Passage for review:
━━━━

Officials launch an investigation into the deaths of 10 people linked to the trial of ex-Gov. Salvador Arana who is alleged to have ordered the death of El Roble Mayor Eudaldo Diaz in 2003.

February 06, 2009|Chris Kraul

BOGOTA, COLOMBIA — The special prosecutor's office of Colombia said Thursday that it was investigating the deaths of 10 people linked to the slaying of a mayor in 2003, weeks after he had complained of being a marked man to President Alvaro Uribe.

A spokesman for Prosecutor Mario Iguaran confirmed the investigation, in a statement that came three days after the death of Grey del Carmen Tirado. She was the latest in a string of victims tied to the trial of former Sucre Gov. Salvador Arana, accused of ordering the killing of Mayor Eudaldo Diaz.

Also on Thursday, former state congressman Sigifredo Lopez was released by the leftist Revolutionary Armed Forces of Colombia after nearly seven years in captivity. He was the sixth hostage freed by Colombia's largest rebel group in the last week.

Lopez and 11 other state legislators had been kidnapped in April 2002 in an audacious raid on the Cali statehouse. The others were killed in June 2007 by the rebels, apparently in reaction to what they thought was a government rescue attempt.

Diaz, the reform-minded mayor of El Roble in northern Sucre state, had received death threats from paramilitary groups, and told Uribe during a community meeting in February 2003 that he feared for his life.

The 47-year-old doctor had resisted the right-wing militias' efforts to take control of El Roble's treasury and health system for fear they would loot them, according to his son, Juan David.

Diaz had also denounced Arana at the 2003 meeting before Uribe, saying the then-governor backed paramilitary fighters.

Despite his warnings, two months later, in April, Diaz was kidnapped, tortured for five days and killed. The mayor had been on his way to a meeting supposedly to reconcile with Arana.

Soon after the killing, Arana resigned the governorship and was named Colombian ambassador to Chile by Uribe. He became a fugitive in 2007 after being charged in connection with the slaying. He was captured last year in the Colombian coastal city of Santa Marta, where he had been living in a luxury condo.

The latest victim, Tirado, was the wife of Edelberto "El Chino" Anaya, who is also being held for alleged involvement in the Diaz slaying. She died in a hospital after she was shot several times in Sincelejo, the state capital of Sucre, by unidentified assailants.

The Jan. 5 attack came days after she approached the Diaz family and said publicly that her husband was prepared to testify fully and truthfully at Arana's trial, which resumes next week in Bogota, the capital.

Nine other people have been killed since Diaz's death, the prosecutor's office said. The Diaz family's attorney, Rafael Barrios, charged that all were slain to prevent potentially damaging testimony against Arana. Fearing that they won't get a fair trial, Diaz's family members have asked the Organization of American States' human rights court to investigate the case.

"The obstruction of justice in this case has been unprecedented," Barrios said.

Among the victims was waiter Diogenes Meza, killed in 2003 after telling police that shortly after Diaz was kidnapped he had overheard Arana's brother-in-law say he was holding the mayor captive at his ranch and was awaiting instructions.

One of the biggest blows to the prosecution's case was the Dec. 23, 2008, killing of Munir Cadavid Haller, a boyhood friend of Diaz. He was a paramilitary commander who persuaded the mayor to meet with Arana, apparently not knowing he was helping set up the mayor's death.

Cadavid had come forward in recent months to tell police that paramilitary fighters looking to do Arana a favor had killed Diaz to end his constant public criticism and allegations that the governor was corrupt.

━━━━

Information supplied:
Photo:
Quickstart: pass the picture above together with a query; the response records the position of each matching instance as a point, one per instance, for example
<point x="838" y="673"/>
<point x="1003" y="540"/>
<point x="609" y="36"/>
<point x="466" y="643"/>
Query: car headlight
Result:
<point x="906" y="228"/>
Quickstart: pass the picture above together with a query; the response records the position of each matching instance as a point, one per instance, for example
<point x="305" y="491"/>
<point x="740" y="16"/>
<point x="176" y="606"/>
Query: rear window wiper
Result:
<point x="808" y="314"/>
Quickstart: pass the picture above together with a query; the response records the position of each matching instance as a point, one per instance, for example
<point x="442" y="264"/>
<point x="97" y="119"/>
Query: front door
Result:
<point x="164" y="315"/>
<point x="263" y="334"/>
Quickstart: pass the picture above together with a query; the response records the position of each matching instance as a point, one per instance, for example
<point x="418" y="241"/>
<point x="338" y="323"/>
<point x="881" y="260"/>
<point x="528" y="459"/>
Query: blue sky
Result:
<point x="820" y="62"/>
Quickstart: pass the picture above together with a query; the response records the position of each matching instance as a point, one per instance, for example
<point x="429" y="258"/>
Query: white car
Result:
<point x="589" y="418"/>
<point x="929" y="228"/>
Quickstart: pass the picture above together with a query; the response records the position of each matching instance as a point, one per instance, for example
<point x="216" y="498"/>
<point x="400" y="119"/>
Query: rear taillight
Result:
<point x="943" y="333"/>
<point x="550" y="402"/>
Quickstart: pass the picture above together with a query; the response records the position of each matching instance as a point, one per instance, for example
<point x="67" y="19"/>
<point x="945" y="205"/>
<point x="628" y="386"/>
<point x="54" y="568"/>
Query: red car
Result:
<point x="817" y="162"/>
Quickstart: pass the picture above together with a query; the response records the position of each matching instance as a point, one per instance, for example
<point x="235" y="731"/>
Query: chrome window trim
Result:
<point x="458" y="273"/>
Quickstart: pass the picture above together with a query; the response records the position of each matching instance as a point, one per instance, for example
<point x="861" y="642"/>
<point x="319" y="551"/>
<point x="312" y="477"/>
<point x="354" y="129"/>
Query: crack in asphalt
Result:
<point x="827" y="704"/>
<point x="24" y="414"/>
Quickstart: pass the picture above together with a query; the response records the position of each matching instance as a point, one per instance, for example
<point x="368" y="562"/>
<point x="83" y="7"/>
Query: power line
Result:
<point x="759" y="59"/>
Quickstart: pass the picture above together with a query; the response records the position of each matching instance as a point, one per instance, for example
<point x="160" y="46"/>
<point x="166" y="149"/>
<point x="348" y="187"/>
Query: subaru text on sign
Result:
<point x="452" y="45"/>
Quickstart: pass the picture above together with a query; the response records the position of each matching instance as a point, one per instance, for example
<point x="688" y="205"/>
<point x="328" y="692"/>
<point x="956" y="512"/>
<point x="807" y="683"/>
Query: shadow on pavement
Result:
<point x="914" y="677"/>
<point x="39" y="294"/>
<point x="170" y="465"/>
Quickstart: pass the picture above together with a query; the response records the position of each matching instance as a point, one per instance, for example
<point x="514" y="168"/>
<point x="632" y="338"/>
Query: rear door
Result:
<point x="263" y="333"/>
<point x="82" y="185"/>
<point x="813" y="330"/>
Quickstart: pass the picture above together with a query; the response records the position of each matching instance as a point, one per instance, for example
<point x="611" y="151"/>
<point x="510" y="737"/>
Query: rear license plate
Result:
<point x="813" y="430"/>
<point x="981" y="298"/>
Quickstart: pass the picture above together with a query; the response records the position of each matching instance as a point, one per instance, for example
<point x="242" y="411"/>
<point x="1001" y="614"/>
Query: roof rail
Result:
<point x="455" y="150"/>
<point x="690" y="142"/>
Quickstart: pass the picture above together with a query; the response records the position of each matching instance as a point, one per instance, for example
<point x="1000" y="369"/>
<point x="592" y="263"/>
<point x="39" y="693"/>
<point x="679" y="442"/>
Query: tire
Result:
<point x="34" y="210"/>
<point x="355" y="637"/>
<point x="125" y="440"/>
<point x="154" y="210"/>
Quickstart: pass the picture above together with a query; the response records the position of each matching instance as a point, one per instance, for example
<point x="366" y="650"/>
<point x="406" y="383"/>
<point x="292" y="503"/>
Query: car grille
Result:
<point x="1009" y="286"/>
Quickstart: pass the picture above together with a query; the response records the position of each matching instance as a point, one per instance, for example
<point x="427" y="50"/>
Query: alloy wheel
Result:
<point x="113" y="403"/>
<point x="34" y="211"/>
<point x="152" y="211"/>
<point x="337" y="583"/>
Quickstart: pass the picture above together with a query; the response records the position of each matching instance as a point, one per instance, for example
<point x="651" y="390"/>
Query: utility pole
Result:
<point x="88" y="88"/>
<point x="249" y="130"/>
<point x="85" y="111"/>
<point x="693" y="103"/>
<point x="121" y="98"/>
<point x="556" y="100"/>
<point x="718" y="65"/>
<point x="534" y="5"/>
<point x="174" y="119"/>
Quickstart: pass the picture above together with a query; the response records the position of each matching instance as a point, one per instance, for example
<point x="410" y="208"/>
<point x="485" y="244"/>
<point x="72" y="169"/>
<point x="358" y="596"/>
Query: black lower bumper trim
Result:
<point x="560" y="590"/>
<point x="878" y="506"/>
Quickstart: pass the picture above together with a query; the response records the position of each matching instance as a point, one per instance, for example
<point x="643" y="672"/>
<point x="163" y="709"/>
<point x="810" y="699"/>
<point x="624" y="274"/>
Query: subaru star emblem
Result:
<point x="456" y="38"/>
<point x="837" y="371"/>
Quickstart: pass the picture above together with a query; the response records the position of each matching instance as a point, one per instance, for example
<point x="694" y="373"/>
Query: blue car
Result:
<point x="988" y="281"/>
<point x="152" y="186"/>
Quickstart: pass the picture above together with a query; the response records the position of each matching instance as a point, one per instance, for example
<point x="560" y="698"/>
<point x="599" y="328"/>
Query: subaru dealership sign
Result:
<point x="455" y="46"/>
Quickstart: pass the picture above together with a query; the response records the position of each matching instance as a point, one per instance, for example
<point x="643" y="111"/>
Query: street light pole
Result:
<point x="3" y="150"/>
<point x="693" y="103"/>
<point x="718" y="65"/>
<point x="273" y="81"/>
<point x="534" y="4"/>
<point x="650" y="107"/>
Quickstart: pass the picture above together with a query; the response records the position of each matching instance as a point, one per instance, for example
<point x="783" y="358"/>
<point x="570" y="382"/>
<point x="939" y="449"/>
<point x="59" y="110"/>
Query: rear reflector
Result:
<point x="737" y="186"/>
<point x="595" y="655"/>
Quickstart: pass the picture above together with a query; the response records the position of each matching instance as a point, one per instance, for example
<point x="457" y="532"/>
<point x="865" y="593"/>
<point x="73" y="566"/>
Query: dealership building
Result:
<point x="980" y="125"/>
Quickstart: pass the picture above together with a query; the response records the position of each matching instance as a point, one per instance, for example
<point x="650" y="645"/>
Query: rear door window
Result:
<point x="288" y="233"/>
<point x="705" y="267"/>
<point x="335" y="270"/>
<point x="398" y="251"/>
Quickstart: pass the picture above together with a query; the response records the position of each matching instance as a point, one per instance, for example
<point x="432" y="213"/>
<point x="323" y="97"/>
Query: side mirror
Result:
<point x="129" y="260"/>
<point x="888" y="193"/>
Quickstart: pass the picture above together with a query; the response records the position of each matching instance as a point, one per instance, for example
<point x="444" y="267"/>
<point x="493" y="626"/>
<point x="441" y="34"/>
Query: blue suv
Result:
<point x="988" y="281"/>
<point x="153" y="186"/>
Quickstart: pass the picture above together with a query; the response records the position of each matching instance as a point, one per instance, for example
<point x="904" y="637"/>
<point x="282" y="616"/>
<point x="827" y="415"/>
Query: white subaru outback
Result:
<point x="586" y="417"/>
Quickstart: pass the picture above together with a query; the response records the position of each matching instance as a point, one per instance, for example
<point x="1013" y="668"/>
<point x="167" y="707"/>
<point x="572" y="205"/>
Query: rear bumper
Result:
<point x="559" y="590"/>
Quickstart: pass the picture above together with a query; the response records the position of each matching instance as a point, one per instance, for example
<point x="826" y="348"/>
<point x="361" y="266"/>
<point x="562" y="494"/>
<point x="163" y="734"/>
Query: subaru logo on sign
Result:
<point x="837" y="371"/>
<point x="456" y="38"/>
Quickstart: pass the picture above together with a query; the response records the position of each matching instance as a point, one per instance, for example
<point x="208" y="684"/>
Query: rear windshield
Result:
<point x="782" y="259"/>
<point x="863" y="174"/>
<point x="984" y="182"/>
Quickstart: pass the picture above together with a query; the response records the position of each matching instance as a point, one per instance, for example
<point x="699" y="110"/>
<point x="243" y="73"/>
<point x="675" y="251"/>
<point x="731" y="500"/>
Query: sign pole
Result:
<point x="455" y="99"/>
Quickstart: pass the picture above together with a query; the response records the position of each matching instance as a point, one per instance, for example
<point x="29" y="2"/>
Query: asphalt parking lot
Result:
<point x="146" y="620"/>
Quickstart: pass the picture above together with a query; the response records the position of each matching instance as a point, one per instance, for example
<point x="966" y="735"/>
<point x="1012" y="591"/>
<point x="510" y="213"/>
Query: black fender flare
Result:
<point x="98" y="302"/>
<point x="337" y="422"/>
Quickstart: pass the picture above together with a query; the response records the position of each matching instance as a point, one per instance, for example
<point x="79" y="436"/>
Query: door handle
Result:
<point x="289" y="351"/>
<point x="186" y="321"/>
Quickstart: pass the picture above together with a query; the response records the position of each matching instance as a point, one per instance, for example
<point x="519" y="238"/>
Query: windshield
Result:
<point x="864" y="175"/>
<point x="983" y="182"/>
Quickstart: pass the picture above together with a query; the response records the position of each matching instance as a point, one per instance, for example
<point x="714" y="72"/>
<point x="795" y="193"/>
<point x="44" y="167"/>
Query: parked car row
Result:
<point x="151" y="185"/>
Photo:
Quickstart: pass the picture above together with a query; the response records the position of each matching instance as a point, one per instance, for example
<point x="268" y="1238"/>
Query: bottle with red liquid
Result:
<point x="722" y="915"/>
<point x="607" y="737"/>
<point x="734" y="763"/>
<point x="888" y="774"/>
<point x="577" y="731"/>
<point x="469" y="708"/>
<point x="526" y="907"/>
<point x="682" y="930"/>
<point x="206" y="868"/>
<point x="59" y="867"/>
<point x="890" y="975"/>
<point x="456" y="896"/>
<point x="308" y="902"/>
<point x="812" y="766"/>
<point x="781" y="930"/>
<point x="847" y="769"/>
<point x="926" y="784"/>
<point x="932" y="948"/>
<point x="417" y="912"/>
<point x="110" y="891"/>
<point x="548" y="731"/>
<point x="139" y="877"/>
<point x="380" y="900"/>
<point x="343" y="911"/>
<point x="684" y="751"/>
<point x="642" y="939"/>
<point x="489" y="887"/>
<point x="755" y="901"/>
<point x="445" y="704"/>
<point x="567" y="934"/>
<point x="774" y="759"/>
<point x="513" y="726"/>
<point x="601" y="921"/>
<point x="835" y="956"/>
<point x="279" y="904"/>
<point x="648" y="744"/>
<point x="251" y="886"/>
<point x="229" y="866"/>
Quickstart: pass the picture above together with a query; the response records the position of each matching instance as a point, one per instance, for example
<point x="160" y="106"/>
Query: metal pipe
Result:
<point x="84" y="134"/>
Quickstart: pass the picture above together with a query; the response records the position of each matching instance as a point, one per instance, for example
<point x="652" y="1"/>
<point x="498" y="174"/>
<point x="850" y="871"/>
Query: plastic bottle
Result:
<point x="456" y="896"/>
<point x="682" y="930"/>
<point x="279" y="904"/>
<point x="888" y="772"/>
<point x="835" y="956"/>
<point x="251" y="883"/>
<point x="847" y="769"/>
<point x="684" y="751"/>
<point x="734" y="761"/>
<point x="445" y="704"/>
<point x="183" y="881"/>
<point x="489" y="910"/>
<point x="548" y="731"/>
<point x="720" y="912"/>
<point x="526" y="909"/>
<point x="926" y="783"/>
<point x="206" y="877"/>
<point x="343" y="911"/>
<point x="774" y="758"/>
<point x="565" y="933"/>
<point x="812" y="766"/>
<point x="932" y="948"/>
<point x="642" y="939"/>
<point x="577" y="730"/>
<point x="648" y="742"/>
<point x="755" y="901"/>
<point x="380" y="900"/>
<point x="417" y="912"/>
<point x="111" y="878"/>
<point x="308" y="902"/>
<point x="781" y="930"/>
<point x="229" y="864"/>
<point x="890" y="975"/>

━━━━

To do:
A – In the article on the killing of the El Roble mayor, in which city was Salvador Arana captured?
B – Reproduce the portion of the article on the killing of the El Roble mayor from "Soon after the" up to and including "a luxury condo.".

Results by task:
A – He was captured in the Colombian coastal city of Santa Marta.

B –
Soon after the killing, Arana resigned the governorship and was named Colombian ambassador to Chile by Uribe. He became a fugitive in 2007 after being charged in connection with the slaying. He was captured last year in the Colombian coastal city of Santa Marta, where he had been living in a luxury condo.